→ **Les consignes**:
[a] Répondez à ces questions sur le texte consacré à l'industrie de la surveillance :
(i) Que vise à faire comprendre le premier objectif ?
(ii) Quels sont les trois pôles du complexe militaro-industriel selon sa définition ?
(iii) D'après Samatas (2013), le complexe surveillance-industrie est la conjonction de quels deux éléments ?
[b] Écrivez, s'il vous plaît, la suite du texte sur l'industrie de la surveillance, en reprenant juste après sa dernière phrase.

→ **Section du document**:
:::::

Objectifs
Comprendre les origines historiques du développement de l'industrie de la surveillance ;
Analyser l'absence de lien entre efficacité de la surveillance et financements (publics et privés).
Aux sources de l'industrie de la surveillance
Recyclage des infrastructures
Définition : Complexe militaro-industriel
L'ensemble constitué par l'industrie de l'armement, les forces armées et les décideurs publics d'un gouvernement, et le jeu de relations complexes (lobbying) entre ces trois pôles destiné à influencer les choix publics (Wikipédia).
Définition : Complexe surveillance-industrie
L'évolution du complexe militaro-industriel d'après-guerre froide (« la conjonction d'un immense establishment militaire et d'une vaste industrie de l'armement ») qui a évolué vers un complexe surveillance-industrie (surveillance-industrial complex), c'est-à-dire la conjonction d'un immense establishment de la sécurité et d'une vaste industrie de l'information (Samatas, 2013).

:::::

Éléments du jeu de données:
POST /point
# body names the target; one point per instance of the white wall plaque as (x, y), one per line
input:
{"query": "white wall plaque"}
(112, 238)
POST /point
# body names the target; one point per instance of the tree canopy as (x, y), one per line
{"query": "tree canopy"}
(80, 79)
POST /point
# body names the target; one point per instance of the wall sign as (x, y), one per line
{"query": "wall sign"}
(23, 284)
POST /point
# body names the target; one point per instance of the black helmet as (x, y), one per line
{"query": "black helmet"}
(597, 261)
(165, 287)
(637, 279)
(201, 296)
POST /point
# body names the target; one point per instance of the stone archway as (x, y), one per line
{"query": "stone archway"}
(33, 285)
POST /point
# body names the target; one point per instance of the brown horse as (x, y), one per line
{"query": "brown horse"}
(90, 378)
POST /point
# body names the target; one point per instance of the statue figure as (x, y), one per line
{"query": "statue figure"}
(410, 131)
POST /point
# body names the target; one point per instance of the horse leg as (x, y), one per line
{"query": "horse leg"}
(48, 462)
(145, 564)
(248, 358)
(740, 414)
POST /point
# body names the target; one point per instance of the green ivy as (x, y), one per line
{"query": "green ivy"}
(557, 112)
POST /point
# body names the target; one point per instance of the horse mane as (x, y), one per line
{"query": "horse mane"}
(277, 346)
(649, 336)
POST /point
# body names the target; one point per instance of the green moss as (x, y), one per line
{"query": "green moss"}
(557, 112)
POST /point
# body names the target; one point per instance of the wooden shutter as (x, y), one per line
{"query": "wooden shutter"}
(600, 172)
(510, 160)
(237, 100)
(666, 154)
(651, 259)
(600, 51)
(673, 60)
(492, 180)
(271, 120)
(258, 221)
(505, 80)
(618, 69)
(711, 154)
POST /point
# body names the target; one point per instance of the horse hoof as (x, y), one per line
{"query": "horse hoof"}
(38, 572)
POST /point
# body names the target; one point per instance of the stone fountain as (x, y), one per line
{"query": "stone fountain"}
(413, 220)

:::::

→ **Réponses par consigne**:
[a]
(i) Les origines historiques du développement de l'industrie de la surveillance.
(ii) L'industrie de l'armement, les forces armées et les décideurs publics d'un gouvernement.
(iii) Un immense establishment de la sécurité et une vaste industrie de l'information.

[b]
Recyclage des techniques coloniales
Définition : Boomerang de Foucault
Et on a, en cette fin du XVIe siècle [...], une espèce d’effet de retour, sur les structures juridico-politiques de l’Occident, de la pratique coloniale. Il ne faut jamais oublier que la colonisation, avec ses techniques et ses armes politiques et juridiques, a bien sûr transporté des modèles européens sur d’autres continents, mais qu’elle a eu aussi de nombreux effets de retour sur les mécanismes de pouvoir en Occident, sur les appareils, institutions et techniques de pouvoir. Il y a eu toute une série de modèles coloniaux qui ont été rapportés en Occident, et qui a fait que l’Occident a pu pratiquer aussi sur lui-même quelque chose comme une colonisation, un colonialisme interne.
Foucault, 2012 (p. 97-98, je souligne)
Fondamental : Matrice idéologique sécuritaire et coloniale
En France, la doctrine contre-subversive (au Maroc, en Indochine, en Algérie...) peut être synthétisée (a posteriori) comme suit (Rigouste, 2007) :
Les populations colonisées sont des milieux de prolifération de la menace communiste qu’il faut immuniser.
Le renseignement doit permettre de faire apparaître les hiérarchies parallèles adverses qu’il faut tenir, détruire ou remplacer.
La terreur permet de tenir la population, l’ennemi s’en sert, il faut tourner cette arme contre lui.
L’action psychologique permet de retourner la population tenue et la guerre psychologique de tromper l’ennemi.
Le quadrillage militaro-policier de l’espace urbain constitue un acte chirurgical radical pour immuniser la population subvertie.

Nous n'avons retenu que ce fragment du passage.